Excerpted text:
________________________

Wednesday, July 23, 2008

taking church for granted

So, how many different churches have we all been to? How often do we sit and hear a message and think, "I've heard that before." How easy is it for us to say "I'll just skip this week/service." Do we forget that there are people who walk miles to get to church? I think we do. I think we take it for granted that we can always go to church. Church will always be there. If I miss a service, that isn't a big deal.

(There are the people who only go once, twice, or three times a week. And they are happy with that. They feel no need to go to that fourth service. Church isn't that important to them. (Even as I type my thought process is interrupted thinking "Christ died for the church!!! Of course it is important.") So, where is the level of church importance?)

But there is the other group...today's group, the group I fall into on too many occasions -- those who go to church and are willing to skip, don't get anything from the sermon, and hope the power goes out, and that half the people say they are sick, take the overtime, etc etc etc.

________________________

Job 1: In the post on taking church for granted, what thought interrupts the writer's typing?
Job 2: Quote everything in the post on taking church for granted from "Wednesday, July 23, 2008" down to "a big deal.".

Object pointing dataset rows:
________________________

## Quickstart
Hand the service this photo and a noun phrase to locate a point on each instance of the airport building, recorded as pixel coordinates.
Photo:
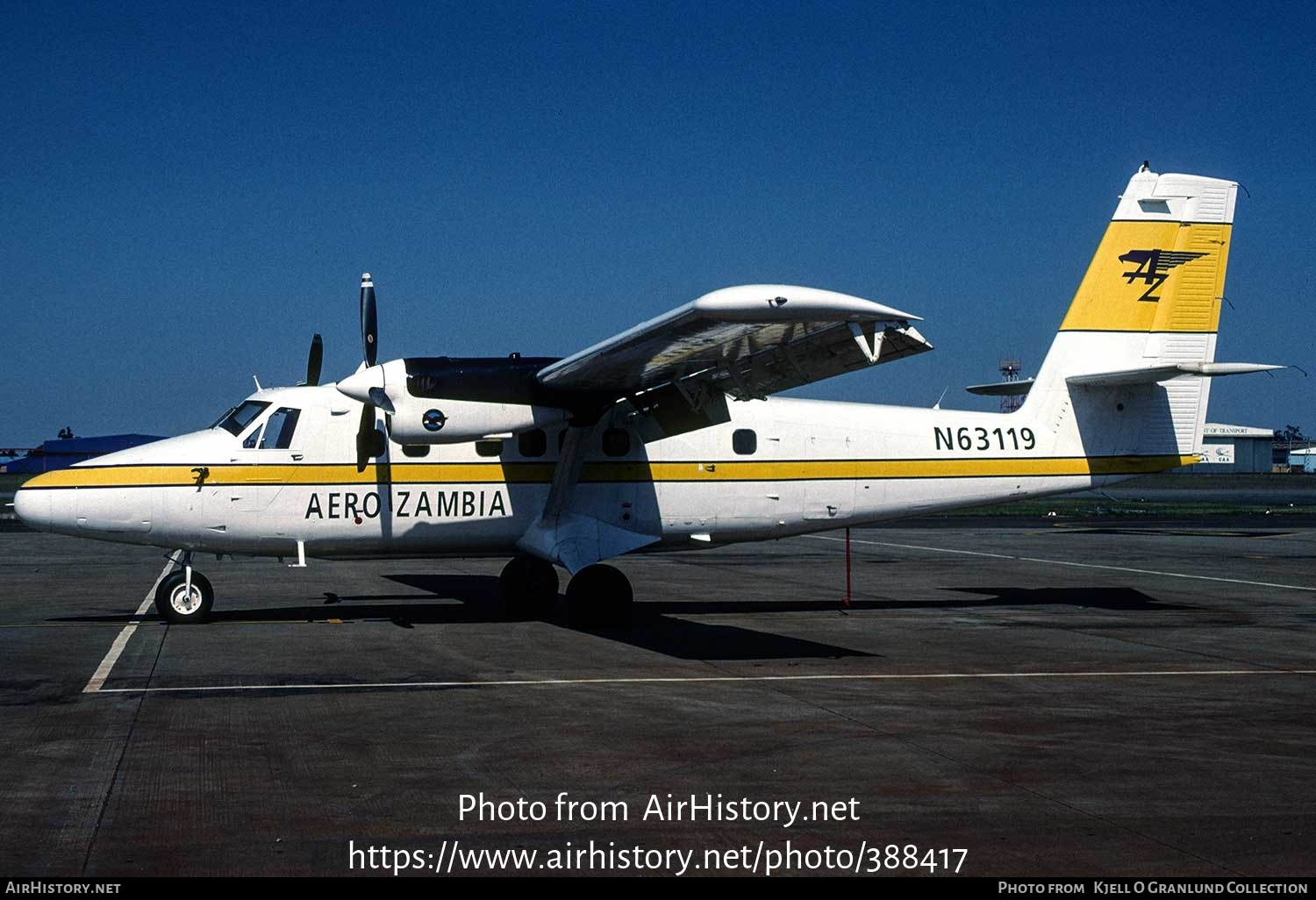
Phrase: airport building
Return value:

________________________

Correct result 1: "Christ died for the church!!! Of course it is important."

Correct result 2:
Wednesday, July 23, 2008

taking church for granted

So, how many different churches have we all been to? How often do we sit and hear a message and think, "I've heard that before." How easy is it for us to say "I'll just skip this week/service." Do we forget that there are people who walk miles to get to church? I think we do. I think we take it for granted that we can always go to church. Church will always be there. If I miss a service, that isn't a big deal.